++++ PASSAGE PROVIDED ++++
Thanks, Yes northern cedar we live in Northern Michigan. As for what I did your idea sounds way easier! I just basically made a mini pattern and cut 4 small legs and started making cuts till I found the angle I liked and what kept the legs sitting flat. 

I love rustic, each piece is different and unique. Its like art with wood working. The wife and I are actually a young couple and we own and design rustic furniture in northern Michigan (yourrusticdesign.com). We both love doing it and together with my carpenter experience we do a great job. A lot of our customers love us because we look so young and do professional work (I am very detail oriented and extremely anal!) I am 26 and my wife is 25 but we both look 20 :laughing:


----------



## jmccallie (Aug 12, 2012)

Off topic here but figured I would show off a few pics of what the wife and I have done.

This is a dresser that I designed and as far as I know the only one like it. Used grape vines to make it look as if the vines where going in and out of the dresser.


----------



## Dominick (May 2, 2011)

That's awesome!!!!! Work. 
So glad you joined wood talk. Age is just a number. Lol that's cool you and your wife are doing this together. I just picked up 11 white cedar logs today as a matter of fact. I'm not sure if I'm at your caliber of furniture builder. Hope to see more. You can check my pics in my profile. 
Thumbs up.
Nice website. Looks very professional.


----------



## jmccallie (Aug 12, 2012)

Dominick said:


> That's awesome!!!!! Work.
> So glad you joined wood talk. Age is just a number. Lol that's cool you and your wife are doing this together. I just picked up 11 white cedar logs today as a matter of fact. I'm not sure if I'm at your caliber of furniture builder. Hope to see more. You can check my pics in my profile.
> Thumbs up.
> Nice website. Looks very professional.


Thanks, I still have a ton to learn. I was originally a framer with carpentry and then about 4 years ago rustic caught my eye and fell in love with it. I really like your coffee tables! Looks great!


----------



## Dominick (May 2, 2011)

jmccallie said:


> Thanks, I still have a ton to learn. I was originally a framer with carpentry and then about 4 years ago rustic caught my eye and fell in love with it. I really like your coffee tables! Looks great!


Thanks. 
Yea you can never learn to much. I'm self taught. 
This forum and people like you are what helps me learn.


----------



## JBSmall (Jul 6, 2012)
++++
### TASK TO COMPLETE:
Pick up the forum thread about building rustic furniture after its last line and continue it.
++++ RAW DATA ++++
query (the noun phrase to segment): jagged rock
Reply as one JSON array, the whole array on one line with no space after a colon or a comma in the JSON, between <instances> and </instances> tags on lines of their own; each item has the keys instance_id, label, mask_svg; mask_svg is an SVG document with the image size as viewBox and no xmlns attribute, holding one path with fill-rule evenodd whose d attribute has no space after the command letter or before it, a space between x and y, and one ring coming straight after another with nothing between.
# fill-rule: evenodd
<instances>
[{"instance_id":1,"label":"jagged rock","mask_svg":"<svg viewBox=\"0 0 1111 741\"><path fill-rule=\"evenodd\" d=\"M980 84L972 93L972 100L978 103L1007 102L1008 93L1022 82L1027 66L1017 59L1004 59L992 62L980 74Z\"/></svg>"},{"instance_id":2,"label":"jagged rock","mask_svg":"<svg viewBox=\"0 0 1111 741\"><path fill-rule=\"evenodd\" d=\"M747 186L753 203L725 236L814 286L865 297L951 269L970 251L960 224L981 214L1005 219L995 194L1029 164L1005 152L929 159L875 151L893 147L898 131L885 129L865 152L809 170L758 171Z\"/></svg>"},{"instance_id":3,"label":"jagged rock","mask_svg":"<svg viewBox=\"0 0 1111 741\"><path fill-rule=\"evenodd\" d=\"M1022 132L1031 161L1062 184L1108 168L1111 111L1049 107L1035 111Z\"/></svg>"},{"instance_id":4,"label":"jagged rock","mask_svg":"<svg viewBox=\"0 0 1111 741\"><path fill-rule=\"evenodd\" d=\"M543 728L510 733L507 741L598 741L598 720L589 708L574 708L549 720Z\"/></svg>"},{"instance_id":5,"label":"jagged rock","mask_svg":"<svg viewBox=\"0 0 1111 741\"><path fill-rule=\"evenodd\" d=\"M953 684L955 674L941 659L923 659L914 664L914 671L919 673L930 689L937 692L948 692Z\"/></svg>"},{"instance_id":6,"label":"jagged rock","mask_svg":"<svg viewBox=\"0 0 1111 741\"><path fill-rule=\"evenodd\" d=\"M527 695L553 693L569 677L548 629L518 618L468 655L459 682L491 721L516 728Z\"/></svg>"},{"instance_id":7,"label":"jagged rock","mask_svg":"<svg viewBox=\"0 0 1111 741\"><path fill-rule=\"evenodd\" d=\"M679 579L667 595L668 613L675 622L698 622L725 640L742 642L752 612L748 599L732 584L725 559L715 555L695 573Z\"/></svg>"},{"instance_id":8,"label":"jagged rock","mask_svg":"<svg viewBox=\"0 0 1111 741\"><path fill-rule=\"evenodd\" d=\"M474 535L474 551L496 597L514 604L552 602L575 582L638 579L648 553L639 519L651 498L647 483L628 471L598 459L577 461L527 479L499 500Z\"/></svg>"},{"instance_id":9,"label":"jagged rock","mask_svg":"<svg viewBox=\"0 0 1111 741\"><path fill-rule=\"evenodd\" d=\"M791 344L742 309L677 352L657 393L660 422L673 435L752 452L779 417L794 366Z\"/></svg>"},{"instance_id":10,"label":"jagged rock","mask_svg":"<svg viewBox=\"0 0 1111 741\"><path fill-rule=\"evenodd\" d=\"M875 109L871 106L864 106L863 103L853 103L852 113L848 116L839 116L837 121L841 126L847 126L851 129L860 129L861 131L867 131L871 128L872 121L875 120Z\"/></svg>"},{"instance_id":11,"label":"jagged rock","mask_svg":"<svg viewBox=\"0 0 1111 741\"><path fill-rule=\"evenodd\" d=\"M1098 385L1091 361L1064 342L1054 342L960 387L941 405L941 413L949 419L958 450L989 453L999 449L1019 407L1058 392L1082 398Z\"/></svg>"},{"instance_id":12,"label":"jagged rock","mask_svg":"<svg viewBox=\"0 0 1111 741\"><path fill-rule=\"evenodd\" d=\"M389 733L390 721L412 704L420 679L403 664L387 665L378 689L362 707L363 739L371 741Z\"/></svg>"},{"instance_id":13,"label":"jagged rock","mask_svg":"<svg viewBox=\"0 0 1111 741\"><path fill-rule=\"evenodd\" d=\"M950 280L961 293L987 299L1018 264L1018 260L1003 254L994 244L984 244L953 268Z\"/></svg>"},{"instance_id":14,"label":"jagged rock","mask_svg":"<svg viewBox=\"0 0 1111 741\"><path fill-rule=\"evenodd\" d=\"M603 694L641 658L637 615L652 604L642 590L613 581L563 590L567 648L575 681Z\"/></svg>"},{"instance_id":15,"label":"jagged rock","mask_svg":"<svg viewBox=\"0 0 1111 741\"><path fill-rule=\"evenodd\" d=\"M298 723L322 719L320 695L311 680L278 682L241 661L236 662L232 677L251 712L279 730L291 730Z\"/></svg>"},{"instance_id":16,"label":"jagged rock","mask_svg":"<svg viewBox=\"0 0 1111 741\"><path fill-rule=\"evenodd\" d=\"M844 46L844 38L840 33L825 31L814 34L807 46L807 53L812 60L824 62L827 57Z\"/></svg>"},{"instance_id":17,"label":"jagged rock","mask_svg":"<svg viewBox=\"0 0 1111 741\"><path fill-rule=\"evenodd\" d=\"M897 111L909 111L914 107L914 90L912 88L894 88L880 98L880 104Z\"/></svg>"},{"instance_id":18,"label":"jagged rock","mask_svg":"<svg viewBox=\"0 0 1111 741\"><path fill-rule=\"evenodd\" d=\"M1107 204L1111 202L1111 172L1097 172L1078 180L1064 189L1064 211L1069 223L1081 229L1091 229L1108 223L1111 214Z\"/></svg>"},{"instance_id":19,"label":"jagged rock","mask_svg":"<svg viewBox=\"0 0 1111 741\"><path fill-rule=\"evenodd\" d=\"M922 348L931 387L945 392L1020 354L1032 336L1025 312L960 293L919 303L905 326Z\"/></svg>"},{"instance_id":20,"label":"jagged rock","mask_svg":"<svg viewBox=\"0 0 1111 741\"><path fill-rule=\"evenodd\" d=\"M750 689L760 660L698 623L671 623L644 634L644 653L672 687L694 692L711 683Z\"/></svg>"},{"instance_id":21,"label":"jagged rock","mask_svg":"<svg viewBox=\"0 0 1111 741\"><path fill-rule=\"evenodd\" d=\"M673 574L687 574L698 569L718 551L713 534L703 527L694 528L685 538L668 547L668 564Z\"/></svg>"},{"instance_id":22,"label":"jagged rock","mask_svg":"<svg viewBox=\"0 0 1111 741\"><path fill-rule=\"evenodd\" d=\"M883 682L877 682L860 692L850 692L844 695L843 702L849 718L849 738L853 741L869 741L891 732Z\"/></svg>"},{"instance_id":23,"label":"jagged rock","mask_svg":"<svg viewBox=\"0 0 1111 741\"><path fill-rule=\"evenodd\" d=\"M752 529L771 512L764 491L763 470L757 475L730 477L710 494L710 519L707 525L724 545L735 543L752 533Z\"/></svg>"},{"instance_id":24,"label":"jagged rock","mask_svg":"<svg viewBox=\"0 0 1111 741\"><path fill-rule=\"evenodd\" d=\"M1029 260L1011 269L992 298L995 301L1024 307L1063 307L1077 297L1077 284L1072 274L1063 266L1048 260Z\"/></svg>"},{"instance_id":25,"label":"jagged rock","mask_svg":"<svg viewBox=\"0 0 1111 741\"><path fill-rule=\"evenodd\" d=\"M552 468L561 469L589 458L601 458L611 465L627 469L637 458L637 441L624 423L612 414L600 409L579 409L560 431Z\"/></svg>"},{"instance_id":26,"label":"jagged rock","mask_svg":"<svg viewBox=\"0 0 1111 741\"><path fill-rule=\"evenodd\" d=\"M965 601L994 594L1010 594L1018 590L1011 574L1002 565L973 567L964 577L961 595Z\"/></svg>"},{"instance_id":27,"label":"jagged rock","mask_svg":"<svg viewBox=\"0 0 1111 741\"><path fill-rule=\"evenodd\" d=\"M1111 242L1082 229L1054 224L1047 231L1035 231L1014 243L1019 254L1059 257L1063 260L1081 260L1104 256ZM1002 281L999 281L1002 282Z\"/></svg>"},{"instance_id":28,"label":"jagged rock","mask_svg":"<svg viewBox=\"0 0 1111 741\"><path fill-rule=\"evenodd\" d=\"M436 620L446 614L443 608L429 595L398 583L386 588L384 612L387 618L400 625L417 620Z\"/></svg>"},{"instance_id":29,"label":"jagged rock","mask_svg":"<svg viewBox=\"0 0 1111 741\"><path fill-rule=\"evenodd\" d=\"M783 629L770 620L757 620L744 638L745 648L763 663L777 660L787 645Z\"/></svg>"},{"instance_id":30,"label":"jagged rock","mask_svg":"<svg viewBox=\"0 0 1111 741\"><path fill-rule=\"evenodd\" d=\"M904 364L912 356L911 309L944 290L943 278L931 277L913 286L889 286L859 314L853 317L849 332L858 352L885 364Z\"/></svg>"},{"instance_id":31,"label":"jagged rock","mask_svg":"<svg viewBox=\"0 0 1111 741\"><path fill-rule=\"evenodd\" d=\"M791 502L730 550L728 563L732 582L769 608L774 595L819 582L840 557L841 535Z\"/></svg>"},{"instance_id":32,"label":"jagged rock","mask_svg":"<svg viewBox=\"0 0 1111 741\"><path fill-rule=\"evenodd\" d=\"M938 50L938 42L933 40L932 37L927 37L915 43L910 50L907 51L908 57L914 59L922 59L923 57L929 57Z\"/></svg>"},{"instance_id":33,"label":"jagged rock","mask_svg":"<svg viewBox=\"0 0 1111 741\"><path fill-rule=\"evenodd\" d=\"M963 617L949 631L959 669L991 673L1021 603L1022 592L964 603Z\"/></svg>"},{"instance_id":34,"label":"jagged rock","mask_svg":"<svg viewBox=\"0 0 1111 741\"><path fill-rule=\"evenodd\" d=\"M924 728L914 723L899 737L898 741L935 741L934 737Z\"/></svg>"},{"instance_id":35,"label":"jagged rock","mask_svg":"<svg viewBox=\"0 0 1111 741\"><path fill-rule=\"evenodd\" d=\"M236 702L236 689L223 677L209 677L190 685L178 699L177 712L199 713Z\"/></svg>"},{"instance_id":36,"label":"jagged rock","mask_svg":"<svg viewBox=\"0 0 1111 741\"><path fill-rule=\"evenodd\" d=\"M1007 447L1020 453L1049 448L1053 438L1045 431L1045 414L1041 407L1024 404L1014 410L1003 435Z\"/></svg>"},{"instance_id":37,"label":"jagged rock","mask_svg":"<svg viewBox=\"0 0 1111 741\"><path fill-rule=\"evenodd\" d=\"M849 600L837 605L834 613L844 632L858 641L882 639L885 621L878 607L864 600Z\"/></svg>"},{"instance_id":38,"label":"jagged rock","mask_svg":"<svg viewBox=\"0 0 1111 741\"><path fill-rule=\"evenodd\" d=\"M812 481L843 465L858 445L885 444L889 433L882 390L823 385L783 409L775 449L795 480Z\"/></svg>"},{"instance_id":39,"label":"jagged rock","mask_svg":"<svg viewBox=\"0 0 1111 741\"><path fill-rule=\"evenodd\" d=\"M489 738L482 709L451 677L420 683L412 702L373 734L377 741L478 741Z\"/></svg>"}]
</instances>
++++
### EXERCISE OUTPUT:
Rustic-surrealism.
Nice.


----------



## jmccallie (Aug 12, 2012)

Alright finally got them all done, what do you guys think?


----------



## Dominick (May 2, 2011)

Those came out awesome. Looks good
Thanks


----------



## JBSmall (Jul 6, 2012)

Nice job!


----------



## jmccallie (Aug 12, 2012)

Thanks guys! I have doubts with everything that I build ( not structurally but the finish product looks) I still don't know if I like them, but I do this with everything I build... And the wife always says that everything I do is beautiful and that I don't have to like it! Because that is what the customer wanted. 

Its funny I have to step back and pretend that I am in a store and ask my self if I would take a second look at them. Maybe one of these days I will actually say I like what I built:laughing: The wife says I am to anal and that I will always find a way to not like what I build.....


----------



## Dominick (May 2, 2011)

We're our own worst critic. I know because my wife says the same thing your wife says. 
Don't sweat it. their beautiful. 
Can't wait to see more.


----------



## JBSmall (Jul 6, 2012)

A perfectionist will focus on the flaws in his own work.
Anyone who restores anything knows that, take houses for example, we are propping them up just a little faster than they are falling down. 
I use the motto "This is the Earth" to help get over it. Nothing is perfect here. 
You gotta just learn to accept compliments with a "Thank you".


----------



## rayking49 (Nov 6, 2011)

I love your stools. But, I REALLY love that dresser. That is off the charts in my opinion. Great work.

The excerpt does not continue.